Jeff Mwaura No Comments

Investing In Property With Yielders

Several mainstream platforms have recently emerged offering investors small sums of capital opportunities to pool together their investments to gain a property one cannot afford alone. However, such platforms are not workable with sharia law owing to the debt they introduce into their offering. Today there’re several sharia-compliant property products including Yielders that fill this gap.

Yielders’ Islamic Finetech property platform offers investments from as little as £100 This allows a good chunk of the Muslim population to get involved in real estate investment opportunities without the burden of a mortgage or the hassle of being a landlord. In 2017, Yielders was the first Islamic Fintech platform to receive the Financial Conduct Authority (FCA) authorisation. This gave investors more assurance resulting in impressive quarterly growth in investment value with a 260% increase in Q2 and 137% in Q3.

Yielders Investment Opportunities

Yielders’ crowdfunding investment platform puts UK property investment within everyone’s reach. The platform retails pre-funded investments so that the assets can generate pre-defined rental incomes. This means investors can start earning returns within 30 days. Each property investment has a lifespan of 2 to 5 years. The Yielders UK team manages the entire investment process to maximise gains.

Dataset entries ->
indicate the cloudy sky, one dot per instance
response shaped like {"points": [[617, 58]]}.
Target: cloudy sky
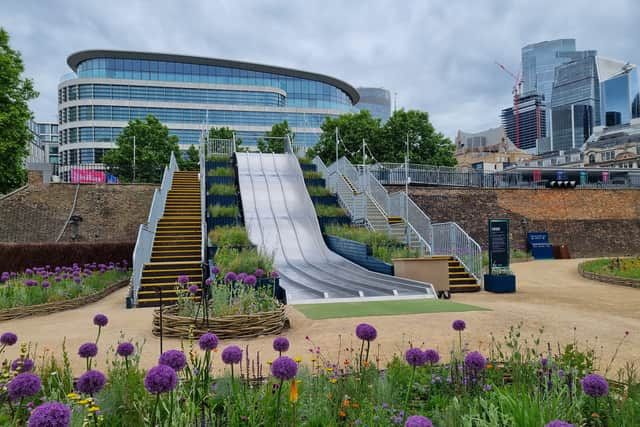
{"points": [[438, 56]]}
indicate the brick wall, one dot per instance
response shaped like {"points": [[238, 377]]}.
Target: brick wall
{"points": [[109, 212], [590, 222]]}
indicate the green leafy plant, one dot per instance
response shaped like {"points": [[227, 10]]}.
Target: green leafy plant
{"points": [[221, 172], [219, 210], [229, 236], [329, 210], [222, 190]]}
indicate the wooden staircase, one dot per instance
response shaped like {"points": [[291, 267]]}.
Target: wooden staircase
{"points": [[177, 244]]}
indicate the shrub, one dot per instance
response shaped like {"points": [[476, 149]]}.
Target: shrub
{"points": [[316, 190], [219, 210], [229, 236], [219, 158], [221, 172], [329, 210], [222, 190], [250, 259], [312, 175]]}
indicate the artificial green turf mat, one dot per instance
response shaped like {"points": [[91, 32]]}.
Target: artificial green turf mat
{"points": [[382, 308]]}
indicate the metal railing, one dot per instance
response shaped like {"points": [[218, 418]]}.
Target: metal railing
{"points": [[450, 239], [219, 146], [147, 232], [394, 174]]}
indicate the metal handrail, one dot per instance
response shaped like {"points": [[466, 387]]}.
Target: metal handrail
{"points": [[147, 232], [451, 239]]}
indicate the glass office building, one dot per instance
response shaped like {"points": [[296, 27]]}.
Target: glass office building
{"points": [[591, 91], [539, 61], [109, 88], [377, 101]]}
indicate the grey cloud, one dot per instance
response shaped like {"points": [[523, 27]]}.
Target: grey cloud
{"points": [[437, 55]]}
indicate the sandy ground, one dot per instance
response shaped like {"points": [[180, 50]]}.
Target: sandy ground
{"points": [[550, 294]]}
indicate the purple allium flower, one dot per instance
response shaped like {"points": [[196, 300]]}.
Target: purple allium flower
{"points": [[50, 414], [281, 344], [231, 355], [91, 382], [22, 365], [595, 386], [160, 379], [418, 421], [175, 359], [458, 325], [474, 360], [432, 356], [100, 320], [88, 349], [8, 338], [415, 357], [208, 341], [125, 349], [558, 423], [284, 368], [366, 332], [24, 385]]}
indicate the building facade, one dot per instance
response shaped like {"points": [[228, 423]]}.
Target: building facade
{"points": [[588, 92], [539, 61], [377, 101], [489, 150], [617, 147], [531, 122], [186, 93]]}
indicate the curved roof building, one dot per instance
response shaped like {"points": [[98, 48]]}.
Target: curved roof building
{"points": [[108, 88]]}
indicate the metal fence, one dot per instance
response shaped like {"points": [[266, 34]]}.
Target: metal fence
{"points": [[395, 174], [146, 232], [450, 239]]}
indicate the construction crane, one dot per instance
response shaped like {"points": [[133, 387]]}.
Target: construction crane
{"points": [[517, 90]]}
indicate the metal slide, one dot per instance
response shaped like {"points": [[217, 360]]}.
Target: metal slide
{"points": [[281, 219]]}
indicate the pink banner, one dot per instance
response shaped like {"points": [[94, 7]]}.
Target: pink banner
{"points": [[84, 176]]}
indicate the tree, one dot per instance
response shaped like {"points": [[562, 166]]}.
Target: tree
{"points": [[274, 138], [352, 129], [154, 146], [191, 162], [426, 146], [15, 93]]}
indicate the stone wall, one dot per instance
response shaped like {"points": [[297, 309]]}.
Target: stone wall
{"points": [[590, 222], [39, 212]]}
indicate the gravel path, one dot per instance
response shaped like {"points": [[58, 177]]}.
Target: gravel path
{"points": [[550, 294]]}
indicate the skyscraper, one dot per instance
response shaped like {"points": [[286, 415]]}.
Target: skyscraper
{"points": [[591, 91], [377, 101], [539, 61], [531, 122]]}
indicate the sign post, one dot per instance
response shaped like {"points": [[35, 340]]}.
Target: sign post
{"points": [[499, 253]]}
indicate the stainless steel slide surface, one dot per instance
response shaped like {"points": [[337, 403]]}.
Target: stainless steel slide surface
{"points": [[280, 219]]}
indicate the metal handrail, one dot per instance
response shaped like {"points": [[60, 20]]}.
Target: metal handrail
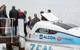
{"points": [[8, 27]]}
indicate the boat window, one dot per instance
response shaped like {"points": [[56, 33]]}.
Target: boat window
{"points": [[65, 26], [46, 31]]}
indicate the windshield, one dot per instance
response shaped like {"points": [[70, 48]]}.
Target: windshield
{"points": [[65, 26]]}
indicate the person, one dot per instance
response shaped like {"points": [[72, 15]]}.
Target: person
{"points": [[35, 19], [13, 14], [42, 17], [25, 23], [29, 22], [2, 20], [49, 11], [22, 15]]}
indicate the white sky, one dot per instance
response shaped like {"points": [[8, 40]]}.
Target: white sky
{"points": [[67, 10]]}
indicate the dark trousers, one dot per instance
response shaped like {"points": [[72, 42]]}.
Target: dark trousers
{"points": [[2, 26]]}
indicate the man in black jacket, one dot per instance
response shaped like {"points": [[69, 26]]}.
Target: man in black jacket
{"points": [[14, 14]]}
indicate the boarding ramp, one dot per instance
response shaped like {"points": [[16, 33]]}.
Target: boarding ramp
{"points": [[7, 31]]}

Short task 1 ->
Extract from the Yielders property article the passage from "Yielders’ crowdfunding investment" up to and including "to maximise gains.".
Short task 2 ->
Using the Yielders property article, decide whether each statement agrees with it: (a) Yielders received FCA authorization in 2017. (b) Each property investment on the platform lasts at least ten years. (c) Investors can begin earning returns within 30 days.
Short task 3 ->
Carry on the article about investing in property with Yielders, starting after its final sentence.

Reply 1 ->
Yielders’ crowdfunding investment platform puts UK property investment within everyone’s reach. The platform retails pre-funded investments so that the assets can generate pre-defined rental incomes. This means investors can start earning returns within 30 days. Each property investment has a lifespan of 2 to 5 years. The Yielders UK team manages the entire investment process to maximise gains.

Reply 2 ->
(a) Yes: "In 2017, Yielders was the first Islamic Fintech platform to receive the Financial Conduct Authority (FCA) authorisation."
(b) No: "Each property investment has a lifespan of 2 to 5 years."
(c) Yes: "This means investors can start earning returns within 30 days."

Reply 3 ->
The investor benefits in three ways:

i). Zero leverage – Yielders team of legal experts consolidate the assets in an SPV structure.

ii). Prefunded assets – Before offering the property to the public, Yielders property sourcing team first acquires the assets.

iii). Fully integrated – Yielders have streamlined the process of investing in property straight from the comfort of your mobile devices.

How to Fund Your Yielders Account

Once you become an investor, you’ll receive an e-wallet which you can top up via a debit card or bank transfer. Transaction fees include:

  • Initial fee – 2.5 initial fee covers the cost of setting up the asset structures and administration costs of onboarding investors.
  • Management fees – 10% management fee of the gross rental income. This covers the ongoing costs of managing the investment company and its assets.
  • Profit share – 15% profit shared is tied to investor returns. Yielders will receive 15% of the capital appreciation when an asset sells at a profit at the end of the agreed investment period.

Risks to Investors

Investors’ main risks come with conventional crowdfunding which could hold up the investment process. Subsequent risks include the need to put tenants into place, adhere to set terms agreed, and the lack of an exit strategy.

Yielders’ business model mitigates such risks by pre-funding assets. This gives an added layer of security and pre-defined rental agreements. This allows Yielders to minimise voids while maximising returns. All in all, investors are already aware of expected returns before they invest. Furthermore, Yielders has a secondary market which allows assets to be re-listed giving investors complete control of their funds.

Yielders offers a great platform for the Muslim population who lack enough cash or time to buy and own property. Though not as liquid as other investment options, this investment is ideal for people looking to invest for the next 3 to 5 years. In general, Yielders is a robust property investment platform that is beneficial to the UK Islamic market.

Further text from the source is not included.